Document text:
:::::
The incest in the film version of The Sweet Hereafter is presented as a romance - sweetly, if creepily, consensual. "I'm not sure if you can use the word 'consensual' when it's a father and daughter," says Polley. "But it's seen that Nicole somehow likes it. She's a sexual being. I think what's really damaging is our inability to talk about things like that. Because people then go around feeling like freaks their whole lives because they were incested by their fathers." Then she adds: "I've talked to daughters who did feel pleasure, and of course they are livid and angry and feel completely destroyed by it. But they don't deny the physical pleasure."

Polley's relationship with her own father, she says, is unorthodox but unusually healthy. "We're like best friends," she explains. "I don't think he's ever fallen into the role of traditional parenting, and I've never fallen into the role of being a daughter. Every time I have a decision to make, he's the one whose advice I seek, perhaps because he refuses to give it. He's got kind of a godlike presence in my family." Michael Polley, in fact, is about to shorten the distance. This month, he will move from his country house in Aurora, Ont., to downtown Toronto - just two blocks from the Victorian house that Polley shares with her writer boyfriend. But Michael voices none of the anxiety one might expect from the sole parent of a child who left home at 15, dropped out of school and tested her slender physique against riot police. "I always felt that she was at her best when she was out of kilter with society in some way," he says. "The thing I've really liked about her is the way she's resisted all attempts to turn her into a so-called star. She doesn't too often get caught up in the bullshit."
:::::
Material supplied:
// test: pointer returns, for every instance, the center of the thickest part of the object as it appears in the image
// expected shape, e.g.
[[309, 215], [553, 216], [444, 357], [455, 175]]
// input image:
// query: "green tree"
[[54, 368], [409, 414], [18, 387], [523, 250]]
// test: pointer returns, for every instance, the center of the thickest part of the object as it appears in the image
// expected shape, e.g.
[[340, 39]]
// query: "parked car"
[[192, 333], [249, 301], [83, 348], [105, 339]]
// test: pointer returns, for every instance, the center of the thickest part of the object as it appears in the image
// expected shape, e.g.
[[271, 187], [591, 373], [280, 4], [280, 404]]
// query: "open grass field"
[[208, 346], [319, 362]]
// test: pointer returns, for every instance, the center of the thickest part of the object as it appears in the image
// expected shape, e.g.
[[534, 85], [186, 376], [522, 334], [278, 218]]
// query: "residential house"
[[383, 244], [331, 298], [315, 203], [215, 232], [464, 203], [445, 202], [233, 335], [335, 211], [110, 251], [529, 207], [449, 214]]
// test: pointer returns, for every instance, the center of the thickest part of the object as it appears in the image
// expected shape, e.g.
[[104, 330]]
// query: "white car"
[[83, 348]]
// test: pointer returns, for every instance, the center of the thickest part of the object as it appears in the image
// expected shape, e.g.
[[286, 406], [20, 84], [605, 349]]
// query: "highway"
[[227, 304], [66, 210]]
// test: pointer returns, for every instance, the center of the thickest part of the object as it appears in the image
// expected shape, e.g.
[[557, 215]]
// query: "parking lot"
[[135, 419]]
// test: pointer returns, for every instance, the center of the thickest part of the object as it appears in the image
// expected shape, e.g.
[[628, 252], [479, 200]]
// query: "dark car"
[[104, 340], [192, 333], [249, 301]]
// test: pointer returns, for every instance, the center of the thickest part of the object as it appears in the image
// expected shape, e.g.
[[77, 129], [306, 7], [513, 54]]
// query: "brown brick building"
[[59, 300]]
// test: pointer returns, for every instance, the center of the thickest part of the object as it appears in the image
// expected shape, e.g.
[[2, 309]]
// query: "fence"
:::::
Activity:
In the text about Polley, why does she say our inability to talk about incest is what's really damaging? Answer in one to three sentences. The data plays no part in this work and can be set aside.

Exercise answer:
She says it is damaging because people who were incested by their fathers then go around feeling like freaks their whole lives.